EXERCISE:
Reproduce every row below word for word, without changing anything.

===

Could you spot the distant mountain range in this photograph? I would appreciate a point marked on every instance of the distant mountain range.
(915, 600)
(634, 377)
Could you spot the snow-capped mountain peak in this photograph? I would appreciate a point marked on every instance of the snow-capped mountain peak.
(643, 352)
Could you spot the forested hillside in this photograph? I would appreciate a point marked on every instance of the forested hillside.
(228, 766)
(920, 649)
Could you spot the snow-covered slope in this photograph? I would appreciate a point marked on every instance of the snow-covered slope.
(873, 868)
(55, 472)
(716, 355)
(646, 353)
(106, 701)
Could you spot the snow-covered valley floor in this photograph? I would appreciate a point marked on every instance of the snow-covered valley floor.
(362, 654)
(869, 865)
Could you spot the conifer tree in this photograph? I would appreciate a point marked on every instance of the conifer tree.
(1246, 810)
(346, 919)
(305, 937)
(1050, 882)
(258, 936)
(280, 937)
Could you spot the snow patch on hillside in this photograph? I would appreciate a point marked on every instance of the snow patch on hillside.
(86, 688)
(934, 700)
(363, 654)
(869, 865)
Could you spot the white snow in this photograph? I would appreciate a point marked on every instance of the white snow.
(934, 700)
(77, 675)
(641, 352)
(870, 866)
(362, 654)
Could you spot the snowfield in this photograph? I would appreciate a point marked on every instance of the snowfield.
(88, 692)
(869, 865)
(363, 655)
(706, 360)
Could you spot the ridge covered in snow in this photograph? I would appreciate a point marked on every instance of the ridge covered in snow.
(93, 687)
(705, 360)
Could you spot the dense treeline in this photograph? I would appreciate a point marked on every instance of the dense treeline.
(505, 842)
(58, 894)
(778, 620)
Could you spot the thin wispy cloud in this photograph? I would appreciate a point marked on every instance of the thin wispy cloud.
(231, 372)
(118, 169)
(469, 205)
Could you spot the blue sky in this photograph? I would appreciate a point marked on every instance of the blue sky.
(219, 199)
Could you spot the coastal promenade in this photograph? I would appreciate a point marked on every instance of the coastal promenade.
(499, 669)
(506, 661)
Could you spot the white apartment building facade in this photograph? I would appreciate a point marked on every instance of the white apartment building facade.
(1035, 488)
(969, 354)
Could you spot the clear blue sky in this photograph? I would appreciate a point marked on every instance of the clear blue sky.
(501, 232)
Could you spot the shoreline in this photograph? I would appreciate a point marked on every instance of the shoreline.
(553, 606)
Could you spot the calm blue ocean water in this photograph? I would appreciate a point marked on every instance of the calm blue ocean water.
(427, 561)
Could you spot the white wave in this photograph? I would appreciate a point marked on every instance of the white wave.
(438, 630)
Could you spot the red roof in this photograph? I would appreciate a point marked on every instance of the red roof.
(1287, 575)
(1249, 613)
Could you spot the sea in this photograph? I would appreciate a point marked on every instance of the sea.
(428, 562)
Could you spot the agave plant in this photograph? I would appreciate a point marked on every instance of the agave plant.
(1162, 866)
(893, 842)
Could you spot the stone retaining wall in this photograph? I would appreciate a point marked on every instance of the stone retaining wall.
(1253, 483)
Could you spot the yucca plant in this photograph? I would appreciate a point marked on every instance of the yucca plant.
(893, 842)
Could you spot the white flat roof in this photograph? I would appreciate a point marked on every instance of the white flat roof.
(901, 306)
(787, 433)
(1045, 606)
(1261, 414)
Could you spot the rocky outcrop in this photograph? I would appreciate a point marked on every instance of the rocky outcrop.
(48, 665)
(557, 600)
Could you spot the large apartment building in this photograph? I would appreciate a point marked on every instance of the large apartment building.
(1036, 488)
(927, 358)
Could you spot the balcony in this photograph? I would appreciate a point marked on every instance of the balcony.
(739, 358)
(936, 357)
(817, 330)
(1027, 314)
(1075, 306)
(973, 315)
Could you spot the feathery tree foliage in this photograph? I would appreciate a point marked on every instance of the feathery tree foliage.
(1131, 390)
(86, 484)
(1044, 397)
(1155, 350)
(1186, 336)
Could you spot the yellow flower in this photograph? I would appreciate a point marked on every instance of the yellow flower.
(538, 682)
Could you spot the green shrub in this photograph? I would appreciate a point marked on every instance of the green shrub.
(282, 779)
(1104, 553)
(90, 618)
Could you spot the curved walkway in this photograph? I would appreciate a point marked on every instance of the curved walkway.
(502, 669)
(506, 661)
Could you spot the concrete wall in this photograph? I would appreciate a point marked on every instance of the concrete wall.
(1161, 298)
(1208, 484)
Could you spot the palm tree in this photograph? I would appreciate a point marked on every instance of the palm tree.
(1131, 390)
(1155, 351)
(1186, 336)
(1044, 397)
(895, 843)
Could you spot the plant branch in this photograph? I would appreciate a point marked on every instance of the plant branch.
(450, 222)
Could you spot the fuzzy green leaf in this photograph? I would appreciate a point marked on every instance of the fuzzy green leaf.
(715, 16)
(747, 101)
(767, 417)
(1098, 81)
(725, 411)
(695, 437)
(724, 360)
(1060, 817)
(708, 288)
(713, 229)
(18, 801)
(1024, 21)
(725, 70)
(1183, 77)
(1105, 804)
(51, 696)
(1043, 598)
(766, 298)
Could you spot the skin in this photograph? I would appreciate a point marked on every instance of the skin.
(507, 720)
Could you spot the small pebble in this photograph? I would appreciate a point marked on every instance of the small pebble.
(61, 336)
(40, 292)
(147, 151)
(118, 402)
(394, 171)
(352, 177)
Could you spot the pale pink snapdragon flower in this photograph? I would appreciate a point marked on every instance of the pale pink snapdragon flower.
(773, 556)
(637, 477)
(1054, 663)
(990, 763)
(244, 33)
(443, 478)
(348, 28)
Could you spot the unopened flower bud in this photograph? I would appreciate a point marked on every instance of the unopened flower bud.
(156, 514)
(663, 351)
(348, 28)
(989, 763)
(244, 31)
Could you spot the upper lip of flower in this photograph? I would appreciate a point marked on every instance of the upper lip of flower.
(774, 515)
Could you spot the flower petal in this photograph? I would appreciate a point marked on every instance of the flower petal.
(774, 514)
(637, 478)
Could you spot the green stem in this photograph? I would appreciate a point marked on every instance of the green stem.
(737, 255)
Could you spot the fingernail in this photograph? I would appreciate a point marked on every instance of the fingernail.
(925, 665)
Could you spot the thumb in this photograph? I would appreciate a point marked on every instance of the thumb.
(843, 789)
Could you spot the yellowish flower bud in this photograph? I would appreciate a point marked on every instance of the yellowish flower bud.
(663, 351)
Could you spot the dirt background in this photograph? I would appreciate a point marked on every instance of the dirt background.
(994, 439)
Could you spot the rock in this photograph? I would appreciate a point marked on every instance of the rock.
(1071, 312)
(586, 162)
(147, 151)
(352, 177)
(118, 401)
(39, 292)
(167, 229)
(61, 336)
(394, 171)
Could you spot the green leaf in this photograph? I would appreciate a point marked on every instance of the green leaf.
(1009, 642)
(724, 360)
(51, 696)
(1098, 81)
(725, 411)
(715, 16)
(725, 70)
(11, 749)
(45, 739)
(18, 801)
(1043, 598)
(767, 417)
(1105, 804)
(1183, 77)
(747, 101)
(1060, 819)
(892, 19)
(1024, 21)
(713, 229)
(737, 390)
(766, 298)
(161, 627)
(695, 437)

===

SOLUTION TO THIS EXERCISE:
Could you spot the distant mountain range in this photograph? I would appreciate a point marked on every instance of the distant mountain range.
(915, 600)
(634, 377)
Could you spot the snow-capped mountain peak in this photograph? I would appreciate a point marked on every instance of the snow-capped mountain peak.
(643, 352)
Could you spot the forested hillside in this photograph? I would appreciate a point marked on every instance of the forested hillside.
(228, 766)
(920, 649)
Could you spot the snow-covered slope in this photograph? I would appreciate a point marked on every instance of the snow-covered slope.
(873, 868)
(55, 472)
(716, 355)
(646, 353)
(106, 701)
Could you spot the snow-covered valley floor in this photograph? I would appreciate a point marked on every instance of the snow-covered valley floor.
(362, 654)
(869, 865)
Could you spot the conifer tree in this photograph? I would appreciate a point marked on every instance of the conifer tree.
(1246, 810)
(346, 919)
(305, 937)
(1050, 882)
(258, 936)
(280, 937)
Could you spot the snow patch on hillside in this photograph? I would appreciate a point marked on every instance of the snow patch on hillside.
(86, 688)
(934, 700)
(363, 654)
(869, 865)
Could you spot the white snow in this photograph? I would appreciate a point marked on every instance of the white snow.
(934, 700)
(77, 675)
(641, 352)
(870, 866)
(362, 654)
Could you spot the snowfield in this photograph? I would appreciate a point marked on every instance of the snowfield.
(88, 692)
(869, 865)
(363, 655)
(706, 360)
Could you spot the ridge covered in snow in this photograph? I would appreciate a point marked on every instance of the ridge covered in snow.
(93, 687)
(705, 360)
Could you spot the dense treeline in this photograph? I would appreciate a point marked on every instance of the dense treeline.
(505, 842)
(58, 894)
(778, 620)
Could you spot the thin wispy cloud in this photograph? I would appreciate a point marked on every instance of the thin wispy cloud.
(231, 372)
(118, 169)
(469, 205)
Could you spot the blue sky in this photograph? I would appreciate a point marked on every instance of the blue sky.
(219, 199)
Could you spot the coastal promenade in this photograph? I would appreciate a point marked on every instance of the coastal promenade.
(499, 669)
(506, 661)
Could you spot the white apartment building facade in this photograph? I would appreciate a point marked on every instance of the white apartment building facade.
(1035, 488)
(969, 354)
Could you spot the clear blue sky in this photograph? I would appreciate a point marked on every instance of the clear blue sky.
(501, 232)
Could you spot the shoreline in this photograph? I would appreciate a point marked on every instance of the shoreline.
(553, 606)
Could you spot the calm blue ocean water in this photograph? I would appreciate a point marked on every instance of the calm blue ocean water.
(427, 561)
Could you spot the white wave in this photograph? I would appreciate a point marked on every instance of the white wave.
(438, 630)
Could you spot the red roof in this photograph? I would appreciate a point marked on every instance of the red roof.
(1287, 575)
(1249, 613)
Could you spot the sea in this photograph? I would appreciate a point marked on every instance of the sea.
(428, 562)
Could you spot the agave plant in this photograph? I would appreciate a point marked on every instance of the agave plant.
(1162, 866)
(893, 842)
Could you spot the stone retaining wall in this photograph? I would appreciate a point marked on every instance of the stone retaining wall.
(1253, 483)
Could you spot the yucca plant in this photograph? I would appreciate a point marked on every instance of the yucca plant.
(893, 842)
Could you spot the white flat roof in this photograph? I would appreciate a point marked on every instance of the white flat roof.
(901, 306)
(787, 433)
(1045, 606)
(1261, 414)
Could you spot the rocky outcrop in this photograph? I would appreciate a point marked on every instance of the rocky outcrop.
(48, 665)
(557, 600)
Could you spot the large apartment building in this photograph? I would appreciate a point marked on every instance of the large apartment building.
(1036, 488)
(927, 358)
Could you spot the balcony in this photograph? I would appreciate a point marked on every instance of the balcony.
(739, 358)
(936, 357)
(817, 330)
(1027, 314)
(1075, 306)
(973, 315)
Could you spot the feathery tree foliage in this photograph? I would appreciate a point marked on every instance of the feathery tree foliage.
(1131, 390)
(86, 484)
(1044, 397)
(1155, 350)
(1186, 336)
Could you spot the yellow flower in this photograph? I would appreciate a point marked on every instance of the yellow flower.
(538, 682)
Could you spot the green shrub in this photograph? I would appreciate a point marked on every instance of the green shrub.
(282, 779)
(1104, 553)
(90, 618)
Could you spot the curved walkway in this photograph? I would appreciate a point marked on every instance of the curved walkway.
(502, 669)
(506, 661)
Could you spot the concrete wall in this photograph? I would appreciate a point marked on every instance of the concrete wall.
(1161, 298)
(1208, 484)
Could you spot the palm tree in this photograph? I would appreciate a point marked on every instance of the palm tree.
(1131, 390)
(1155, 351)
(1186, 336)
(1044, 397)
(895, 843)
Could you spot the plant branch in this photograph? I would appreciate a point marked on every instance of the plant branch.
(450, 222)
Could you spot the fuzzy green leaf in this photograph? I would appreciate a point marked on every instance of the fuzzy green leaf.
(715, 16)
(747, 101)
(767, 417)
(1098, 81)
(725, 411)
(695, 437)
(724, 360)
(1060, 817)
(708, 288)
(713, 229)
(18, 801)
(1024, 21)
(725, 70)
(1183, 77)
(1105, 804)
(51, 696)
(1043, 598)
(766, 298)
Could you spot the skin in this photograph? I would appreciate a point marked on every instance of the skin.
(507, 720)
Could you spot the small pebble in this photograph? I would appreciate a point marked on every instance of the small pebble.
(61, 336)
(40, 292)
(147, 151)
(118, 402)
(394, 171)
(352, 177)
Could you spot the pale pink snapdragon flower in this photograph? I would appreciate a point marked on every instance of the pale pink snapdragon flower.
(773, 556)
(637, 477)
(1054, 663)
(990, 763)
(244, 33)
(443, 478)
(348, 28)
Could you spot the unopened flower bud in this photograph? I would appreciate a point marked on every instance of the unopened flower bud.
(156, 514)
(663, 351)
(348, 28)
(989, 763)
(244, 31)
Could you spot the upper lip of flower in this photograph? I would appreciate a point marked on every instance of the upper lip of flower.
(774, 515)
Could you spot the flower petal in this photograph? I would appreciate a point marked on every instance of the flower petal.
(774, 514)
(637, 478)
Could you spot the green stem in this photograph? I would appreciate a point marked on every instance of the green stem.
(737, 255)
Could you spot the fingernail in this photograph? I would appreciate a point marked on every instance of the fingernail.
(925, 665)
Could you spot the thumb in this photograph? I would appreciate a point marked on every instance of the thumb.
(843, 789)
Could you spot the yellowish flower bud in this photograph? I would appreciate a point marked on every instance of the yellowish flower bud.
(663, 351)
Could you spot the dirt background in this photograph? I would appreciate a point marked on every instance of the dirt background.
(994, 439)
Could you spot the rock in this photograph? I would appreciate a point marked on every instance of the rock.
(1071, 312)
(586, 162)
(147, 151)
(352, 177)
(118, 401)
(39, 292)
(167, 229)
(61, 336)
(394, 171)
Could you spot the green leaf in this photograph? I would appreciate a point marked on every instance of the green leaf.
(1009, 642)
(724, 360)
(51, 696)
(1098, 81)
(725, 411)
(715, 16)
(725, 70)
(11, 749)
(45, 739)
(18, 801)
(1043, 598)
(767, 417)
(1105, 804)
(1183, 77)
(747, 101)
(1060, 819)
(892, 19)
(1024, 21)
(713, 229)
(737, 390)
(766, 298)
(161, 627)
(695, 437)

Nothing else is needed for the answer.